▶ [Exercise task]: Convert the material into a Markdown table with the columns Row and Line, starting from the first line and ending after the line that contains "POLYGON ((160 84, 161". Leave out blank lines.

===== Records shown

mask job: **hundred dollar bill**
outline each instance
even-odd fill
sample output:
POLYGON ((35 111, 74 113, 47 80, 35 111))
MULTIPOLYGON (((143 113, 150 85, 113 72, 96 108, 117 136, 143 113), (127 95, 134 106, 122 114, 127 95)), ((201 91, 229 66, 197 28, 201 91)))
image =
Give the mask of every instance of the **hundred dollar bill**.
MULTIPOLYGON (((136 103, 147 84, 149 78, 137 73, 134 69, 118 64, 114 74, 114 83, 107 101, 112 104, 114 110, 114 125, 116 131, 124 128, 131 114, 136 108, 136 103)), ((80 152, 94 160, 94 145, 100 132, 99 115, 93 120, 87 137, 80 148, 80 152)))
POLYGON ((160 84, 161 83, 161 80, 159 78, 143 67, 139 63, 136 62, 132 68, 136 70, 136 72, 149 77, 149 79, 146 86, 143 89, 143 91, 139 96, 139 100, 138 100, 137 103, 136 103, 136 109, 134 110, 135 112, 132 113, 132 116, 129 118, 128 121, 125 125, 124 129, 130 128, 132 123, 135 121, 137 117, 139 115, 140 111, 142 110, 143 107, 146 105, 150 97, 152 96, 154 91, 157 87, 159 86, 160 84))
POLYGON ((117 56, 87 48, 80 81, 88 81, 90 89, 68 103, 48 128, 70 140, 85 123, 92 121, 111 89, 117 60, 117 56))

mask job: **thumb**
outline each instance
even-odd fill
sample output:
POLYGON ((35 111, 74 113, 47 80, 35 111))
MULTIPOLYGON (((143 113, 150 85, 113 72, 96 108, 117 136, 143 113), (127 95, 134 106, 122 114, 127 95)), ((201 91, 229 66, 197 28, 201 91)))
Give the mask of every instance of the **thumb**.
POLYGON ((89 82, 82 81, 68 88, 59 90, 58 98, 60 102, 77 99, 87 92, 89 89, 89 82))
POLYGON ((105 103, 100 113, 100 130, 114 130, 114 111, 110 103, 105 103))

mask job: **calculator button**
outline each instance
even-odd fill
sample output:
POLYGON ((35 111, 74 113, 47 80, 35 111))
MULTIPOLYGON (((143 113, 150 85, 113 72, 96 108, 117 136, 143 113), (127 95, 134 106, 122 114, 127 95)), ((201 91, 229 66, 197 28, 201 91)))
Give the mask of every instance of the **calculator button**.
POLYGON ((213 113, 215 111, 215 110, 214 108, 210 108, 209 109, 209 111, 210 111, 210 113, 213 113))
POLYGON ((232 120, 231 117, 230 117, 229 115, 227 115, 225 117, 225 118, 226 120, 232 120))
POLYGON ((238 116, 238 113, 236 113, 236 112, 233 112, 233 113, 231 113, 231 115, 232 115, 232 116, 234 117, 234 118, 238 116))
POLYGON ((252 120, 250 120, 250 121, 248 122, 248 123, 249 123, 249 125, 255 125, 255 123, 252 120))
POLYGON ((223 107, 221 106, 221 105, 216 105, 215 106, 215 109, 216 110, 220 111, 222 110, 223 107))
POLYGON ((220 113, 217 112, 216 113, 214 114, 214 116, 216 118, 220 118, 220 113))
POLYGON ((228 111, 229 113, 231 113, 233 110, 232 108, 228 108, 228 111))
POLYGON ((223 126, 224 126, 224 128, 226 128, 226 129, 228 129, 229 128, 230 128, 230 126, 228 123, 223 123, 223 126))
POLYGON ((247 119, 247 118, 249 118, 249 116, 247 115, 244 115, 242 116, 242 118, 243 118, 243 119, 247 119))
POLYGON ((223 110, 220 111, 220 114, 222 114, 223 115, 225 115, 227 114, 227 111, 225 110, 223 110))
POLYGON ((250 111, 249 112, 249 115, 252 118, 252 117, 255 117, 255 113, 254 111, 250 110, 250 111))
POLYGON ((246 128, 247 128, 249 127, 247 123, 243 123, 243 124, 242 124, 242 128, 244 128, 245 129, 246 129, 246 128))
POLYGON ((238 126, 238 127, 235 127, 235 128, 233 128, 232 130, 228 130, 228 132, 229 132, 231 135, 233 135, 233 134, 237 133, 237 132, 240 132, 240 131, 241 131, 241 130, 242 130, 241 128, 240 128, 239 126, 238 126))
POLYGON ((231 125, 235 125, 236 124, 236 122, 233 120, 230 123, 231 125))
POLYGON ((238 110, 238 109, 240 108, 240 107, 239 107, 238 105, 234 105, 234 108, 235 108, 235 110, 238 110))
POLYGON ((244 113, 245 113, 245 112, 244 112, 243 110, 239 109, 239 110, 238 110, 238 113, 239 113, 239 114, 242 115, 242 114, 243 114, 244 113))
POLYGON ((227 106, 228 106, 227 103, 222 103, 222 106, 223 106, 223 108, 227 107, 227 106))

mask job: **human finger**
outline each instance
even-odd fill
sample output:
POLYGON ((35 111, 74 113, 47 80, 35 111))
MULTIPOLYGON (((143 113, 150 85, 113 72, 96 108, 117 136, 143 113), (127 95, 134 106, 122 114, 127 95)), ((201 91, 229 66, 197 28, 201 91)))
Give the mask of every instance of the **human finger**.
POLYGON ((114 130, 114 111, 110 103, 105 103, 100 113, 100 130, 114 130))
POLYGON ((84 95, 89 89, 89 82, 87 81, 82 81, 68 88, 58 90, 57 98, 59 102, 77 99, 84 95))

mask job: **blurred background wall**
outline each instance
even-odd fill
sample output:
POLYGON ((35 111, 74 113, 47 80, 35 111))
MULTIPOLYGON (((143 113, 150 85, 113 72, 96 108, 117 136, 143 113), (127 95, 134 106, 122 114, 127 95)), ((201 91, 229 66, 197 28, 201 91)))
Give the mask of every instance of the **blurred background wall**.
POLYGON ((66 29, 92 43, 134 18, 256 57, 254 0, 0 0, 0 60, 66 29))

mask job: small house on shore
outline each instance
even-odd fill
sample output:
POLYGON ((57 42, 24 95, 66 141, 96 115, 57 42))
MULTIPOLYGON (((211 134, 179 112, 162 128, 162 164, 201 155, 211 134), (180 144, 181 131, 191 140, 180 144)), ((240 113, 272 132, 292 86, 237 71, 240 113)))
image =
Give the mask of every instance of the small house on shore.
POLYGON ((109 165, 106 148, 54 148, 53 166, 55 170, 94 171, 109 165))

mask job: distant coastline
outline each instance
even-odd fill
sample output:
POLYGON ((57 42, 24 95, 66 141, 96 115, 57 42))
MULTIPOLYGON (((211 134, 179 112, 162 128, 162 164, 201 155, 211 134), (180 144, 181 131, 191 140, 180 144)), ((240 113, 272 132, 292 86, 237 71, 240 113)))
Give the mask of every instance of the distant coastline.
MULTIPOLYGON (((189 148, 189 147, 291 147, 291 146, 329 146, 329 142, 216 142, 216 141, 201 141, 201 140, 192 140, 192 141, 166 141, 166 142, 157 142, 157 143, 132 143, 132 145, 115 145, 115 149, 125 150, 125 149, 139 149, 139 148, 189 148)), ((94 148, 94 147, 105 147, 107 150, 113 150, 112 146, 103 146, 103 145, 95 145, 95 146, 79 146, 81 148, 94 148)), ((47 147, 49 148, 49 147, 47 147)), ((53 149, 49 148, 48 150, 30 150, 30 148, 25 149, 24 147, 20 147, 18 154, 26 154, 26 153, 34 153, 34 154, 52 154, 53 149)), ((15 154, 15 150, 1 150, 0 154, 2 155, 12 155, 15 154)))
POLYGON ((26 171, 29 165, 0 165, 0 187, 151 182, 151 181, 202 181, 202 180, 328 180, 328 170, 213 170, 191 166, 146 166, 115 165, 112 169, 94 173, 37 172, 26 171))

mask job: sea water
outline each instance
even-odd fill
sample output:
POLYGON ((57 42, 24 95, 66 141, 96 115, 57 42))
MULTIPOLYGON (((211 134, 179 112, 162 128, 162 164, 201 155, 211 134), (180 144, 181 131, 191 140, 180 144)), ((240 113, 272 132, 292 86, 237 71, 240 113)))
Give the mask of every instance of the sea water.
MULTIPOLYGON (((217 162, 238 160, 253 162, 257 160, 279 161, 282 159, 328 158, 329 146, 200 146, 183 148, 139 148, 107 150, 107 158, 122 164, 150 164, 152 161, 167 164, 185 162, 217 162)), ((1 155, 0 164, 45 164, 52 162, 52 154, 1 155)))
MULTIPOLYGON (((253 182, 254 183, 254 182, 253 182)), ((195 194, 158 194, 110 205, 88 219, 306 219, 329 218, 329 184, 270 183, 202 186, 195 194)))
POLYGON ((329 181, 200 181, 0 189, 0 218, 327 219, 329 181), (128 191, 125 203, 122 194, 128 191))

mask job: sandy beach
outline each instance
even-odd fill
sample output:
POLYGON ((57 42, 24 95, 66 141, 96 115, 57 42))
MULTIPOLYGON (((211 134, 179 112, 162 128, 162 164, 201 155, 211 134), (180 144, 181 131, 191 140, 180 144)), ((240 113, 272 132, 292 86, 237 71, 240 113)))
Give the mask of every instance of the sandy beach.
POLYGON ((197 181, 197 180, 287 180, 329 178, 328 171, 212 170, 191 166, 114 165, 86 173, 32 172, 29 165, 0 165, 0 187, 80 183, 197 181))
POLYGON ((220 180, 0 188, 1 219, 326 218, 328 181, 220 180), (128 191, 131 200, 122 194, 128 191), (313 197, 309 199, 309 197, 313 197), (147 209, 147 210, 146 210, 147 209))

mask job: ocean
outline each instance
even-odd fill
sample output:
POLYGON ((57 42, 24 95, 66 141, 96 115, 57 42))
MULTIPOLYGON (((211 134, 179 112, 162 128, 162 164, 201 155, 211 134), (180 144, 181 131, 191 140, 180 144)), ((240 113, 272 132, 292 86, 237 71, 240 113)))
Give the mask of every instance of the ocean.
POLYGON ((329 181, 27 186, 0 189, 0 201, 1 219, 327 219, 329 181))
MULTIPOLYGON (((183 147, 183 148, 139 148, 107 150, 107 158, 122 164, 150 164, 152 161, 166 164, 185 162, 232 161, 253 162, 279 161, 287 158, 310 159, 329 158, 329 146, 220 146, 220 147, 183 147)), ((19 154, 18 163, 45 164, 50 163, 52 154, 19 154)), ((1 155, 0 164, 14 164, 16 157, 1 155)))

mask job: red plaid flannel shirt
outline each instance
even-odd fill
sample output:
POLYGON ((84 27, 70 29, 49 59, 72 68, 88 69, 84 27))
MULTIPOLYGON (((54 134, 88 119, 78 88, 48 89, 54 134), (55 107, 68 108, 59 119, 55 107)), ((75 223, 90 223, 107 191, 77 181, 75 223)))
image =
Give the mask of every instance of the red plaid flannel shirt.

==========

▶ [Written solution]:
| Row | Line |
|---|---|
| 1 | mask job: **hundred dollar bill** |
| 2 | outline each instance |
| 3 | even-odd fill |
| 4 | sample output: |
| 5 | POLYGON ((35 111, 74 113, 47 80, 35 111)) |
| 6 | MULTIPOLYGON (((143 113, 150 85, 113 72, 96 108, 117 136, 143 113), (127 95, 134 106, 122 114, 127 95)), ((201 91, 229 66, 197 28, 201 91))) |
| 7 | image = |
| 8 | Give the mask of every instance of the **hundred dollar bill**. |
| 9 | MULTIPOLYGON (((136 103, 147 84, 149 78, 137 73, 134 69, 118 64, 114 74, 114 83, 107 101, 112 104, 114 110, 114 125, 116 131, 124 128, 131 114, 136 108, 136 103)), ((80 152, 94 160, 94 145, 100 132, 99 115, 93 120, 87 137, 80 148, 80 152))) |
| 10 | POLYGON ((160 84, 161 83, 161 80, 159 78, 143 67, 139 63, 136 62, 132 68, 136 70, 136 72, 149 77, 149 79, 146 86, 143 89, 143 91, 139 96, 139 100, 138 100, 137 103, 136 103, 136 109, 134 110, 135 112, 132 113, 132 116, 129 118, 128 121, 125 125, 124 129, 130 128, 132 123, 135 121, 137 117, 139 115, 140 111, 142 110, 143 107, 146 105, 150 97, 152 96, 154 91, 157 87, 159 86, 160 84)) |